#### MATERIAL FOR THIS EXERCISE:
## Start

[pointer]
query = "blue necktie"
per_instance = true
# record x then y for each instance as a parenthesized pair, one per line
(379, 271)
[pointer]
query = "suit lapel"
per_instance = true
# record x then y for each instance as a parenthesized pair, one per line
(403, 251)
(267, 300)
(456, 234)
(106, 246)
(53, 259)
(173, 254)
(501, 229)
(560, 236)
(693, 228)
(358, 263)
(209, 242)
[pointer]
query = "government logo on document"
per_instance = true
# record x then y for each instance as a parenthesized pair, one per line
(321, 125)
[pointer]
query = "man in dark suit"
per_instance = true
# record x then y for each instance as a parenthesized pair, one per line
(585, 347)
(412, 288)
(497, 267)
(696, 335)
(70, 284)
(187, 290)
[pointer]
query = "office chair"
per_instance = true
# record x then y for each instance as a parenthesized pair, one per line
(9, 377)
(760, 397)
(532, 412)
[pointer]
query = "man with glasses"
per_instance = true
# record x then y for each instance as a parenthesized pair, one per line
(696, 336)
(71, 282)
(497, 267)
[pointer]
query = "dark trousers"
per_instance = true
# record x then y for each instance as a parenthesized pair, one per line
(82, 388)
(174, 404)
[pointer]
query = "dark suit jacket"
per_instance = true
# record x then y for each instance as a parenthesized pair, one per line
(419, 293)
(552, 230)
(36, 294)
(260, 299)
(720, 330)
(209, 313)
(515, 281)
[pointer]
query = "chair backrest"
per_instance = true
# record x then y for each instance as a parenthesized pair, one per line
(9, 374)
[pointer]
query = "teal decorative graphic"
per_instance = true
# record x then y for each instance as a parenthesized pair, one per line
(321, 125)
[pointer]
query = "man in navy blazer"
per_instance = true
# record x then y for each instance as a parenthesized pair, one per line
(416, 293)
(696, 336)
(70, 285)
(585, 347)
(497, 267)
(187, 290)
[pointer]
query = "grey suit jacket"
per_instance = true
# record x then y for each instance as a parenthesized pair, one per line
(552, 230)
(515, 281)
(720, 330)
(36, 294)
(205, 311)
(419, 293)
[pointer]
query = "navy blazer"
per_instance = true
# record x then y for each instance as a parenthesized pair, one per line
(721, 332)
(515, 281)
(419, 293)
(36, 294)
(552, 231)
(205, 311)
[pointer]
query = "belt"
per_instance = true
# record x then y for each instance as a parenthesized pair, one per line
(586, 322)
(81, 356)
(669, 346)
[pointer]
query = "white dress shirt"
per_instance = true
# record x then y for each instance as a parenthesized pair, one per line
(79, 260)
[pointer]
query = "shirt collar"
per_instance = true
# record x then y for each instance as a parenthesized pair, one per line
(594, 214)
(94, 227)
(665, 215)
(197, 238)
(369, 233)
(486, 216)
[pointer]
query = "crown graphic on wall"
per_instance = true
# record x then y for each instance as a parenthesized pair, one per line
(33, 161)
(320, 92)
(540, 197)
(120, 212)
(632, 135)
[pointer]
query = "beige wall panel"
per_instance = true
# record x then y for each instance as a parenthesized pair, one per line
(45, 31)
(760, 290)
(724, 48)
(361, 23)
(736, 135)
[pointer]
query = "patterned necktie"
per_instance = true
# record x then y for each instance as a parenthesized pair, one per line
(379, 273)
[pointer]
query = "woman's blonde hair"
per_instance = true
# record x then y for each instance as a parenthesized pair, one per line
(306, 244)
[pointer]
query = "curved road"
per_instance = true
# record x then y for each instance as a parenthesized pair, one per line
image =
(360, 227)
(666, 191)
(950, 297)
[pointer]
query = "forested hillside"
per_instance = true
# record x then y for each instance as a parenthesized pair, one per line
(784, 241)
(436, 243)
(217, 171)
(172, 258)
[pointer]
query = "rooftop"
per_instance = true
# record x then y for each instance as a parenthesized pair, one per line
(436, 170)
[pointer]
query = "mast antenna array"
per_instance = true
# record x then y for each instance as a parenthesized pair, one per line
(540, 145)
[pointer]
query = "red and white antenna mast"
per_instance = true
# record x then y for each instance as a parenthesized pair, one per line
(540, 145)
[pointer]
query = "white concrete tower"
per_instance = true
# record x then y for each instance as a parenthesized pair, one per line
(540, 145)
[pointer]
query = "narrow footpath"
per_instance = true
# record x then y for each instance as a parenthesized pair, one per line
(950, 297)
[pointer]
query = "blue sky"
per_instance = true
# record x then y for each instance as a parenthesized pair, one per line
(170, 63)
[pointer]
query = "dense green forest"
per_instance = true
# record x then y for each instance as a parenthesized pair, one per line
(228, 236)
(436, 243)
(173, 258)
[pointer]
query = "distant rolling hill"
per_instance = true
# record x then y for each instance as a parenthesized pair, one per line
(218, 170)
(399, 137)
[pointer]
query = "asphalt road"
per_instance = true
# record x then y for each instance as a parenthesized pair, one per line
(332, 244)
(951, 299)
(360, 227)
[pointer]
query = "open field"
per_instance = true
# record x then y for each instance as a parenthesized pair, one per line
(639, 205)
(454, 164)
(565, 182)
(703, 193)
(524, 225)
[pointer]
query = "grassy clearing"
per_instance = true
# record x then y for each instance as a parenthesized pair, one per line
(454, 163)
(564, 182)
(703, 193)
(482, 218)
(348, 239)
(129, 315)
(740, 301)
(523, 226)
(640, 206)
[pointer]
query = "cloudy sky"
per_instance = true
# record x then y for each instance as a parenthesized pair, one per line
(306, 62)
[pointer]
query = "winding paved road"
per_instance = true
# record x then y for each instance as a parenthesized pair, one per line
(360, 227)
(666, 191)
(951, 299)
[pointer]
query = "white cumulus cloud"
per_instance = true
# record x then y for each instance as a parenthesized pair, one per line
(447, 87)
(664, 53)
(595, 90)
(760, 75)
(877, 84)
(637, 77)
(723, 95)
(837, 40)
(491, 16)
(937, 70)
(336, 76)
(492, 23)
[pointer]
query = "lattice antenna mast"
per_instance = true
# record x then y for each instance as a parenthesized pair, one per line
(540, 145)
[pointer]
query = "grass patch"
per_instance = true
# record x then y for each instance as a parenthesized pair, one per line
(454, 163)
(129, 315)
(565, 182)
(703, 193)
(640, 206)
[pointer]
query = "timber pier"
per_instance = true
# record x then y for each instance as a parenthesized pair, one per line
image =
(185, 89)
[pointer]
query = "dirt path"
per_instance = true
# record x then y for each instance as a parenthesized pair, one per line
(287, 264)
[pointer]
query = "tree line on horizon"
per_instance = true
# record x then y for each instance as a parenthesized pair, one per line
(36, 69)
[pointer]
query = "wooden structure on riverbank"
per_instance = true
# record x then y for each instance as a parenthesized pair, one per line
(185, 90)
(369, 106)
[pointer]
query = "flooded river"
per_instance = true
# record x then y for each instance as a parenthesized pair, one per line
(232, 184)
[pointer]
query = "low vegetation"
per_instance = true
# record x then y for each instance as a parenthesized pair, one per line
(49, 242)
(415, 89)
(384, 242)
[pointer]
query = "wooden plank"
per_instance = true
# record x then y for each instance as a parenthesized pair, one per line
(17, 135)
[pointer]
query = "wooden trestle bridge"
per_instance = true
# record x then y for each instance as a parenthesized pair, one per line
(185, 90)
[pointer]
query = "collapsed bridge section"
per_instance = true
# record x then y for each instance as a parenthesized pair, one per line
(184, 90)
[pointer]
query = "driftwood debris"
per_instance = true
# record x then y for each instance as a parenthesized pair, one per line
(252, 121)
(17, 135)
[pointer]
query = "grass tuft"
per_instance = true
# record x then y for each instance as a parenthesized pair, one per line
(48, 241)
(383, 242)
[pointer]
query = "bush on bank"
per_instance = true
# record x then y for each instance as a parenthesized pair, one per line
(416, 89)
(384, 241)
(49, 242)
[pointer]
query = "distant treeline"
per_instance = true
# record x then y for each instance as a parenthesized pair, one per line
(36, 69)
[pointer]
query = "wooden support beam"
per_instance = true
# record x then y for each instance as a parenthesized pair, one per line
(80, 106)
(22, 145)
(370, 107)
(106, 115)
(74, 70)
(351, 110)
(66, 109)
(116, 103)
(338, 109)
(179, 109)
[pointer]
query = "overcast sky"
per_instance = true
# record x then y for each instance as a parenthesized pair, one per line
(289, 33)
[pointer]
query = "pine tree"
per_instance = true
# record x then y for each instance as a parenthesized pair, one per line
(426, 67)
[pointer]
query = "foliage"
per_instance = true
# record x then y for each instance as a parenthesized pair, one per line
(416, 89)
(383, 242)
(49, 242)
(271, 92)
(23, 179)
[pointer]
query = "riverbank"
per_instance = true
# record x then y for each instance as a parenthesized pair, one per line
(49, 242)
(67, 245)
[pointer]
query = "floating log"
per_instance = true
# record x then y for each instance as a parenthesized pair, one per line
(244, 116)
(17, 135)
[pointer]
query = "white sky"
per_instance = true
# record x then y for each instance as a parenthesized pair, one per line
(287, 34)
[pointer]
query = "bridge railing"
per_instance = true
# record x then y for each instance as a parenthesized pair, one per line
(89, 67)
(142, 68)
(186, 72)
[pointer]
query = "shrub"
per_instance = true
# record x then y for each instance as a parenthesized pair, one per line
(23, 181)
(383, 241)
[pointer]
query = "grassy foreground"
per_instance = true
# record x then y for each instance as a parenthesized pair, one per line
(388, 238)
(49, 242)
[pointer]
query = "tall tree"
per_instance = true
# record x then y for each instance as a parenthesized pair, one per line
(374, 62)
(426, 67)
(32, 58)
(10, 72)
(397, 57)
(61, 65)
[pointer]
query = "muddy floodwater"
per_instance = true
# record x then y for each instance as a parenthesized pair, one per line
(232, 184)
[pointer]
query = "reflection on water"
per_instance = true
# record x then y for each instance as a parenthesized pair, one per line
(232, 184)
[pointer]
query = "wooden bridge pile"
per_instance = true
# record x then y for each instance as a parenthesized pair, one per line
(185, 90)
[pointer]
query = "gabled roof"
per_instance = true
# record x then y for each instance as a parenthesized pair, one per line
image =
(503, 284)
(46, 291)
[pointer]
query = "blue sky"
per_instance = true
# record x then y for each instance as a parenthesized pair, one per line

## End

#### WORK TO COMPLETE:
Show every line of the records that contains the word "grassy". Copy each of those lines without changing it.

#### COMPLETED EXERCISE:
query = "grassy clearing"
query = "grassy foreground"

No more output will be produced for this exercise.